| REQUIRED WORK |
Report every line of the items below that contains the word "positive", copying each such line in full.
+ + +
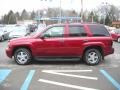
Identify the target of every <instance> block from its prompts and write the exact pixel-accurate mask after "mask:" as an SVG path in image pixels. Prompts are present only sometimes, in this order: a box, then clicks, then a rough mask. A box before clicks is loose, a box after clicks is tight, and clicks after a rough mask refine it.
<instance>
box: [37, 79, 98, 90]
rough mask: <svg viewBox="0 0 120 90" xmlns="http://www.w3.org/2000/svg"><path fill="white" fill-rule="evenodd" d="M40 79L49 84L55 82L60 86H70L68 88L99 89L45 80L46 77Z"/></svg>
mask: <svg viewBox="0 0 120 90" xmlns="http://www.w3.org/2000/svg"><path fill="white" fill-rule="evenodd" d="M38 81H39V82H44V83H49V84H54V85H58V86H63V87H68V88H74V89H80V90H98V89H94V88H87V87H82V86H76V85H71V84H65V83H60V82H55V81H50V80H45V79H39V80H38Z"/></svg>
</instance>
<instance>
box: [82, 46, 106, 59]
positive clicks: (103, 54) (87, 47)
mask: <svg viewBox="0 0 120 90" xmlns="http://www.w3.org/2000/svg"><path fill="white" fill-rule="evenodd" d="M89 49H97V50H99V51H100V53H101V54H102V57H103V59H104V51H103V48H102V47H101V46H99V45H94V46H87V47H86V48H84V50H83V54H82V58H83V56H84V54H85V52H86V51H87V50H89Z"/></svg>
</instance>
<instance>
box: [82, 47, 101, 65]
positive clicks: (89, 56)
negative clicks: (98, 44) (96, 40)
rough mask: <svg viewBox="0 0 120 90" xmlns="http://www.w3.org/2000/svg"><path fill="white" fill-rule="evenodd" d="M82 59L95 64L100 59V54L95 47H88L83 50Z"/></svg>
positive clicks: (100, 54) (100, 55)
mask: <svg viewBox="0 0 120 90" xmlns="http://www.w3.org/2000/svg"><path fill="white" fill-rule="evenodd" d="M83 59H84V61H85V62H86V64H87V65H97V64H99V63H100V61H101V60H102V54H101V53H100V51H99V50H97V49H88V50H86V51H85V54H84V58H83Z"/></svg>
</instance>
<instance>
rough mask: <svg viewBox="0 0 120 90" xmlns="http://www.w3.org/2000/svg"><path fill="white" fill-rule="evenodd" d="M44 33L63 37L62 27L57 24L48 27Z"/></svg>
mask: <svg viewBox="0 0 120 90" xmlns="http://www.w3.org/2000/svg"><path fill="white" fill-rule="evenodd" d="M45 34H49V36H50V37H63V36H64V27H62V26H60V27H59V26H57V27H52V28H50V29H48V30H47V31H46V32H45V33H44V35H45Z"/></svg>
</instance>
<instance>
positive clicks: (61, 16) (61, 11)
mask: <svg viewBox="0 0 120 90" xmlns="http://www.w3.org/2000/svg"><path fill="white" fill-rule="evenodd" d="M61 9H62V8H61V0H60V23H61V21H62V10H61Z"/></svg>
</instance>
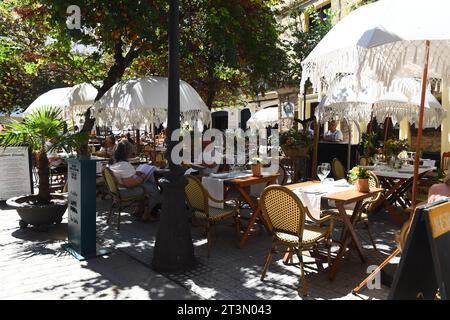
+ + +
| EXERCISE RESULT |
positive clicks: (103, 54) (87, 47)
positive clicks: (89, 56)
positive clicks: (100, 54) (100, 55)
positive clicks: (61, 16) (61, 11)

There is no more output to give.